The data.
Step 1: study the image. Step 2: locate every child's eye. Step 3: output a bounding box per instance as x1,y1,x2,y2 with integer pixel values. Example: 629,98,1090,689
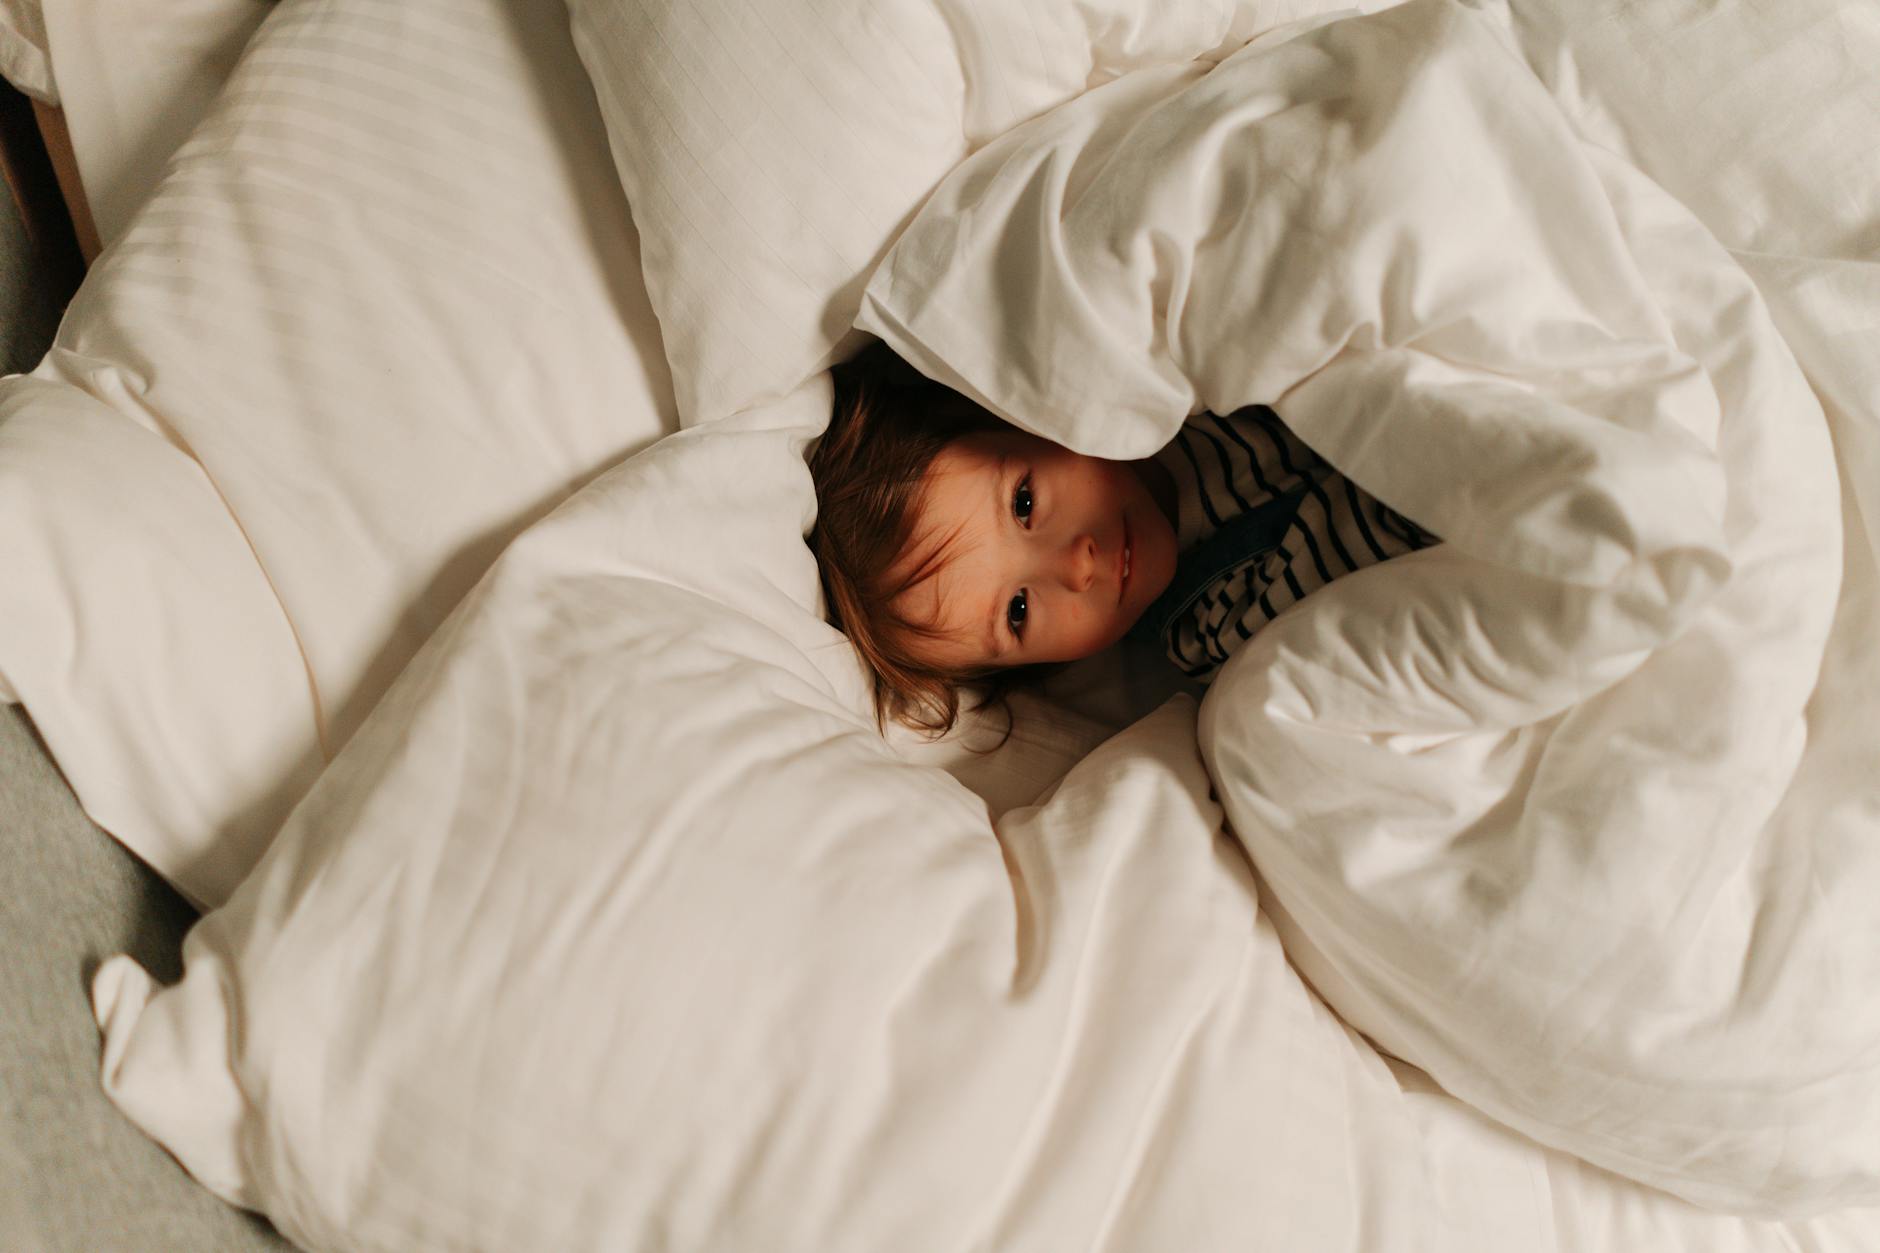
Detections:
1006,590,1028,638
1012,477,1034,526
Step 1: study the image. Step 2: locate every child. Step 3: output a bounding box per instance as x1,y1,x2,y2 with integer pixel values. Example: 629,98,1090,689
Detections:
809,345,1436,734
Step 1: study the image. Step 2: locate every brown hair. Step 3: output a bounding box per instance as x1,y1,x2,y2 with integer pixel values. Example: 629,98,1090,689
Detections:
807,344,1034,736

Exercise aim. Your answer should be the lines from the one containing "Step 1: study the image. Step 2: locate every brown" to the end of the entries above, restated exactly and alone.

Solution to this problem.
Step 1: study the image. Step 2: locate every brown hair. Step 3: output a bounding box per instance as x1,y1,x2,y2 with integer pixel values. Example: 629,98,1090,689
Detections:
807,344,1034,736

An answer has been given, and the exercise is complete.